▶ Text for analysis
══════

Dimensions of Experience


Only by going alone in silence, without baggage, can one truly get into the heart of the wilderness. All other travel is mere dust and hotels and baggage and chatter. ~John Muir



I made fresh tracks for the last ten miles or so of a recently flooded two-track road in a largely anonymous part of the desert on my way to a favorite campsite overlooking colorful claylands—deposits of bygone days of great rivers and shallow seas. Today, a quarter billion years later (give or take), summers bring both hot dry days and spectacular thunderstorms to this high desert, which deter even the few who visit here in other seasons. Dodging deep ruts and flood debris, I arrived at the edge of a mesa and set up my camp while Millie the dog panted patiently in the shade of a nearby tree. When finished, I retrieved a refreshing beer from the ice chest and sat below an old pinyon pine to admire the view and the silence. Scattered around me were rock flakes indicating the former presence of Neolithic people, likely members of Puebloan or Fremont cultures, perhaps even older. People visited and lived in these parts for well over ten thousand years, yet their traces are mostly absent or negligible.


There are things you feel when alone in wilderness that challenge you emotionally and intellectually in ways not possible in the company of others, or in other settings. This is because, in the company of your own thoughts, without the distractions of the human-made worlds and the so-called human condition, even your conscious mind is powerless to avoid looking inward. In moments of reckoning, you are being interrogated and held to account by your most formidable critic—one you can’t hide anything from and whose judgment you cannot easily dismiss for such reasons as lack of trust or for failing to understand you. But this is also the reason this critic’s voice is one you should heed more than any other.

══════

▶ Instructions to follow
Write the next part of the essay on solitude in the desert wilderness, picking up after its final sentence. The records that follow were taken from a separate source and have no connection to the essay above.

▶ Supplied records

══════

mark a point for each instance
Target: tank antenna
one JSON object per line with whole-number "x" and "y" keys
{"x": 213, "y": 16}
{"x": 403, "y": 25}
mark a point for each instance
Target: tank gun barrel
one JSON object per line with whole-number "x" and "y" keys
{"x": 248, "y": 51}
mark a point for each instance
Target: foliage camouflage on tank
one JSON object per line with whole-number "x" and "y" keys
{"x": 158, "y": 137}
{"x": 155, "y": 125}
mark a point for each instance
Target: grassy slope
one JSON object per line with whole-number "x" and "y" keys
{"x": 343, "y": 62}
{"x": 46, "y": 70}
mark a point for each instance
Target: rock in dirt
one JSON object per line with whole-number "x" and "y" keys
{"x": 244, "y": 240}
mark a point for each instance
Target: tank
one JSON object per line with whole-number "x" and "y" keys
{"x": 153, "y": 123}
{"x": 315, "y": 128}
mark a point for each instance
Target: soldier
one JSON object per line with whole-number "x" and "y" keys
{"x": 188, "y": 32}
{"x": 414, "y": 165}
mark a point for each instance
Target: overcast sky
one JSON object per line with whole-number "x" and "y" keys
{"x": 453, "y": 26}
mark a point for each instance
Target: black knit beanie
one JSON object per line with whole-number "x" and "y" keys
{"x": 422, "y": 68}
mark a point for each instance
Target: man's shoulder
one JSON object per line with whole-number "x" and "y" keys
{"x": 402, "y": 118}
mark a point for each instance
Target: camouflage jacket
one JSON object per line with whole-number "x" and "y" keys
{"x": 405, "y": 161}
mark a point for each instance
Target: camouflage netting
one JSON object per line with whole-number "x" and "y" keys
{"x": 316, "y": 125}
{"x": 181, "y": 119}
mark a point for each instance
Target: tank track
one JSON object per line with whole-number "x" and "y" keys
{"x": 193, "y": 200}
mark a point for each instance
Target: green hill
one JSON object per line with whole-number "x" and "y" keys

══════

▶ Task answer
I wonder sometimes if people’s innate obsession with the opinions and antics of other people, which greatly attenuates, sometimes silences, one’s inner voice in favor of the tyranny of social conformity and expectations, is the reason for so many mythical tales of great souls wandering into the wild to seek revelations. Perhaps the fact that one’s inner voice is so easily distracted from when in the presence of others may also be the reason for attributing such revelations to supernatural origins rather than to one’s own mind struggling to assert rational thinking over the cacophony of the hive. Evolution made us social animals, and in the process also provided means for the collective to overwhelm one’s capacity for, and perceived value of, private inner experience.



It is a commonplace of all religious thought, even the most primitive, that the man seeking visions and insight must go apart from his fellows and live for a time in the wilderness. If he is of the proper sort, he will return with a message. It may not be a message from the god he set out to seek, but even if he has failed in that particular, he will have had a vision or seen a marvel, and these are always worth listening to and thinking about. ~Loren Eiseley



Photographers, I hate to admit, contributed a great deal to the perception that the experience of the wild can be reduced to appearances—to feats of geography and weather, to qualities of light, to visually interesting arrangements, to juxtapositions of colors and patterns and textures and lines and shapes. But such a perception is tragically lacking. Not only does it fail to convey other dimensions of the wild experience, but it fails in a greater sense to inform viewers who have not had such experiences that these dimensions even exist, let alone that they may possess greater powers to transform a life than any image or number of images can. But photography is not alone in such failures. Even the so-called conservation movement, advocating the preservation of the wild, fails utterly to acknowledge, educate, and campaign for the experience of wildness in all its dimensions.


Silence, solitude, anonymity, difficulty of access, remoteness, physical disconnect from the trappings of humanity, the need to rely on one’s skills, knowledge, and faculties for survival and comfort—all these are indispensable dimensions of the wild experience. And as we continue to “develop” parks and monuments, or even so-called “wilderness areas”—making them more accessible, more popular, more business-friendly, more family-appropriate, less risky, less demanding of commitment and skill and time, less anonymous, less mysterious, less detached—we also profoundly change the experiences they offer. And the result: as a society, we favor more people having lesser experiences to preserving the actual experience of wildness.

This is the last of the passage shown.